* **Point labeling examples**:
★ ★ ★ ★

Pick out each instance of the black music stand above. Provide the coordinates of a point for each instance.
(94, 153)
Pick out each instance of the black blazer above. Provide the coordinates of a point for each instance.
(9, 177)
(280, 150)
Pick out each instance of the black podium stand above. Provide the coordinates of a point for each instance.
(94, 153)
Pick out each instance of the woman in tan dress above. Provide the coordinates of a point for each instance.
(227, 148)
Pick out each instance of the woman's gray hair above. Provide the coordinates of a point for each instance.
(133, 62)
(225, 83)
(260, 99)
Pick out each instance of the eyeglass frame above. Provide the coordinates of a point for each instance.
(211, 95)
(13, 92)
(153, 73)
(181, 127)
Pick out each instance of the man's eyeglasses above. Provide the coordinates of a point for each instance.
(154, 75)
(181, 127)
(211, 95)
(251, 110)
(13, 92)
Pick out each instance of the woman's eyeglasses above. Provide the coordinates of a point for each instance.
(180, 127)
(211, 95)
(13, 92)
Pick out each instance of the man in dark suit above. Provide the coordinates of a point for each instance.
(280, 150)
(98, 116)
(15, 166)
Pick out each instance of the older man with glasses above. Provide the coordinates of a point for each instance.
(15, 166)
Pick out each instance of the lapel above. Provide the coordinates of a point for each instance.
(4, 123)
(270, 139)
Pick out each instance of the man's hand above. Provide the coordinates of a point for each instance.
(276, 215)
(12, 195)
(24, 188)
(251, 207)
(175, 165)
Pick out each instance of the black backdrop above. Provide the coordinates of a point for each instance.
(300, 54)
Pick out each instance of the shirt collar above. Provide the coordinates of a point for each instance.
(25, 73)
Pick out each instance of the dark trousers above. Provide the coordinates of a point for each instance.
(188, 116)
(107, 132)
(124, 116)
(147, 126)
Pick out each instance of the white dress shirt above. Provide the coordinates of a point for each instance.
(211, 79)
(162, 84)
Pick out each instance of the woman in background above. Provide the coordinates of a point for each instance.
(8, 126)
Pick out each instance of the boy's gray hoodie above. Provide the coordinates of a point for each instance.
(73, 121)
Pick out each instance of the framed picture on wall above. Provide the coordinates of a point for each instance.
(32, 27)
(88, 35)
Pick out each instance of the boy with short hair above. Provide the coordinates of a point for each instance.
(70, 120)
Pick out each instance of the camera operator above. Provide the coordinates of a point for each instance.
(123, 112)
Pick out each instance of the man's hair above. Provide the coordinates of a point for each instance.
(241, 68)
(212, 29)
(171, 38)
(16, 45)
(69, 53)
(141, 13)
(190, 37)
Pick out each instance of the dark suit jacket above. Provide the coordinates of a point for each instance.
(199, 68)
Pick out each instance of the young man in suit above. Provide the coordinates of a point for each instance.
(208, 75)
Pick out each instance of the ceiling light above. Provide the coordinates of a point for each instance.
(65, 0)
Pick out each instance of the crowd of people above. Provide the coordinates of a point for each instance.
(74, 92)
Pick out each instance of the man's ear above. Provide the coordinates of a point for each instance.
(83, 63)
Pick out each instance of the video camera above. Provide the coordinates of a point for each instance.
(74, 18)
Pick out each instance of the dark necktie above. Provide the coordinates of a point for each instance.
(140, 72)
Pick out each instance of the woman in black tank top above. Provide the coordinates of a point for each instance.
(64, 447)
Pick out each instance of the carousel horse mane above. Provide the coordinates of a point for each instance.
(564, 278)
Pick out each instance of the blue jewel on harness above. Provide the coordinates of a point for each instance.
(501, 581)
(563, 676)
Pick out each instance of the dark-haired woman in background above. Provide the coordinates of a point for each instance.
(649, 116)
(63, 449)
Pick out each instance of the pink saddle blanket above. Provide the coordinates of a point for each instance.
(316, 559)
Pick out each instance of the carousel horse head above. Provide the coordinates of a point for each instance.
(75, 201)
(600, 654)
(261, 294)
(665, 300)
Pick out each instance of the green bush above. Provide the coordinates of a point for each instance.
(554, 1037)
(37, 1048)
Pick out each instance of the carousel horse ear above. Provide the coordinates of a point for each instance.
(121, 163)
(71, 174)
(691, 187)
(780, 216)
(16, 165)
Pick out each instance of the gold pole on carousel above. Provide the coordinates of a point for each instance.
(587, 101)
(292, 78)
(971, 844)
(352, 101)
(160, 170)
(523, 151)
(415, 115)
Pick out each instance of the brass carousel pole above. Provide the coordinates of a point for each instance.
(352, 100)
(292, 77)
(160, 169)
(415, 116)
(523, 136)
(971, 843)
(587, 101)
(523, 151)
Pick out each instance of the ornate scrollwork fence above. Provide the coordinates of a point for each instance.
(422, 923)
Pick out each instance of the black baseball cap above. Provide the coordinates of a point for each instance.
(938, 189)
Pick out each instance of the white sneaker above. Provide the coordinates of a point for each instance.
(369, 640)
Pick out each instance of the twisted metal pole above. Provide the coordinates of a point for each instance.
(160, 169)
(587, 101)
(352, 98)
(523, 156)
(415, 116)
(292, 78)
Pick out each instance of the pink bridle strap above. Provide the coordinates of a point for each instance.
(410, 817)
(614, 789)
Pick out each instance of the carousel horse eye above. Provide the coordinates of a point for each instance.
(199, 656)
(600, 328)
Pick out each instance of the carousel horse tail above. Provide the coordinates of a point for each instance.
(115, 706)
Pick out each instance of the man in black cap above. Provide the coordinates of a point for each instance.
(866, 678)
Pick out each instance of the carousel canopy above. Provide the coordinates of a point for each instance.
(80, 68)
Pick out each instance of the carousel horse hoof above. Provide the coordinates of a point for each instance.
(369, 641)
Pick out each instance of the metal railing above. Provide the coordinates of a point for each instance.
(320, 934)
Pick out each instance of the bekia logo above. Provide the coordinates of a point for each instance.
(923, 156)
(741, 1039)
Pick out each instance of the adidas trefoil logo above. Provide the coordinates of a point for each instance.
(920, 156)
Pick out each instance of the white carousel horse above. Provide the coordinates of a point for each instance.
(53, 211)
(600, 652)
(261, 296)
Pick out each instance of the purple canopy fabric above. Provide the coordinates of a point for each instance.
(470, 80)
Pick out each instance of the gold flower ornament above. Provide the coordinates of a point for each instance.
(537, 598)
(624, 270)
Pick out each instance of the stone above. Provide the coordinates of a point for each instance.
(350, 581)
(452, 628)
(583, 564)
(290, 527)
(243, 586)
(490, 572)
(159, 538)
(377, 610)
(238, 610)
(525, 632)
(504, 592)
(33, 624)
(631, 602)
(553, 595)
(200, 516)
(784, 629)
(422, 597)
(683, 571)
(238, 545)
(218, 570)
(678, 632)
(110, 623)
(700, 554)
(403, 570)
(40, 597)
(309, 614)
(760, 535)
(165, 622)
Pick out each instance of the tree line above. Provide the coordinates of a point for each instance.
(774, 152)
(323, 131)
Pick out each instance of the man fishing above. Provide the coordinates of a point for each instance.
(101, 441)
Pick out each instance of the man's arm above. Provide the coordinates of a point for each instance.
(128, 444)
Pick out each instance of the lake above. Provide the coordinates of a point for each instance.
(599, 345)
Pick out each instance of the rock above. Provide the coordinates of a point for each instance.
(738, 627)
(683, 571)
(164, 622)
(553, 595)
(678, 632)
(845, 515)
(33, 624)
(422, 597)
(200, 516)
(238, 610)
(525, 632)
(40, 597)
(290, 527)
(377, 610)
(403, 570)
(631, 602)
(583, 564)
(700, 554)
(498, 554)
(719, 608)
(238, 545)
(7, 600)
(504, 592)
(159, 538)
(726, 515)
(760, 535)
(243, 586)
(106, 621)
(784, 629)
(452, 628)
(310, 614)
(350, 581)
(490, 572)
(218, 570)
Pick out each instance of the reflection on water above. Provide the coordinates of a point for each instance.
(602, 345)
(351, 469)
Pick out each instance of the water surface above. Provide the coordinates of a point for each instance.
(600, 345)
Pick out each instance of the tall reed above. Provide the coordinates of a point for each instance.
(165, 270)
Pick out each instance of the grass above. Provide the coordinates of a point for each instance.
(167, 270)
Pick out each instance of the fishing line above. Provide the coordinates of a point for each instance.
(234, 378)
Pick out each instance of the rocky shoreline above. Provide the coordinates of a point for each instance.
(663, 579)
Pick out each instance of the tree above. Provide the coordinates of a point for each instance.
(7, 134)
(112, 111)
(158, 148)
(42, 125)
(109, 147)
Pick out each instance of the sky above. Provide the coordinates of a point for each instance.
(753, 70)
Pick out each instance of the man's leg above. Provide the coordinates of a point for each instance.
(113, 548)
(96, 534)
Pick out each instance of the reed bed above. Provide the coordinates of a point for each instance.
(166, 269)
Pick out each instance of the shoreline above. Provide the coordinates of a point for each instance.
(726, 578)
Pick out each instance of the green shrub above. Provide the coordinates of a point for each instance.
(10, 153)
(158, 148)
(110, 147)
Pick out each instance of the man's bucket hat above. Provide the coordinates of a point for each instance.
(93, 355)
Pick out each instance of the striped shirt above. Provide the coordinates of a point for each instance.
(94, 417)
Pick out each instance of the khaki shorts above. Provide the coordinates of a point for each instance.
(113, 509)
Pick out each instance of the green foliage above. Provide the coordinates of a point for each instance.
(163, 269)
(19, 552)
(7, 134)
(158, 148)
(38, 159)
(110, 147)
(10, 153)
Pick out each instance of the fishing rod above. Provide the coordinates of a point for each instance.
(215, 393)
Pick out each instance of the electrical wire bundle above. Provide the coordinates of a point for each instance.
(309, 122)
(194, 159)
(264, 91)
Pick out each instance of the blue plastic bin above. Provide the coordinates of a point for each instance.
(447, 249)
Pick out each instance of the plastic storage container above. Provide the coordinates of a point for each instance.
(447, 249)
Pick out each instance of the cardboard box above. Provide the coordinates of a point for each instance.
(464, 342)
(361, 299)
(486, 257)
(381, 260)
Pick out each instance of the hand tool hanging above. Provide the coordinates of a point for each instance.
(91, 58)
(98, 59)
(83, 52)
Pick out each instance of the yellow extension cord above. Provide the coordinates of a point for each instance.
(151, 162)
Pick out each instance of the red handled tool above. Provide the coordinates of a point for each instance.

★ ★ ★ ★

* **WORK TO COMPLETE**: What needs duplicating is the run of lines from the one containing "Pick out each instance of the striped" through the last line of the entries above, exact and complete.

* **FINISHED ANSWER**:
Pick out each instance of the striped shirt above. Provide the coordinates of a point for each instance.
(94, 417)
Pick out each instance of the khaki shorts above. Provide the coordinates of a point for each instance.
(113, 509)
Pick out each instance of the green foliage above. Provide the coordinates of a point for each instance.
(163, 269)
(19, 552)
(7, 134)
(158, 148)
(38, 159)
(110, 147)
(10, 153)
Pick out each instance of the fishing rod above. Provide the coordinates of a point for each instance.
(215, 393)
Pick out each instance of the electrical wire bundle above. Provide the coordinates of a point for each instance.
(309, 122)
(194, 159)
(264, 91)
Pick out each instance of the blue plastic bin above. Provide the coordinates of a point for each instance.
(447, 249)
Pick out each instance of the plastic storage container above. Provide the coordinates of a point for each instance.
(447, 249)
Pick out each instance of the cardboard box above. Provide the coordinates of a point for each instance.
(464, 342)
(361, 299)
(486, 257)
(381, 260)
Pick out each instance of the hand tool hanging above. Provide the coordinates of a point for each instance.
(91, 58)
(98, 59)
(83, 52)
Pick out each instance of the yellow extension cord above. Provide the coordinates of a point for each instance.
(151, 162)
Pick out each instance of the red handled tool above. Provide the coordinates of a point for each instance.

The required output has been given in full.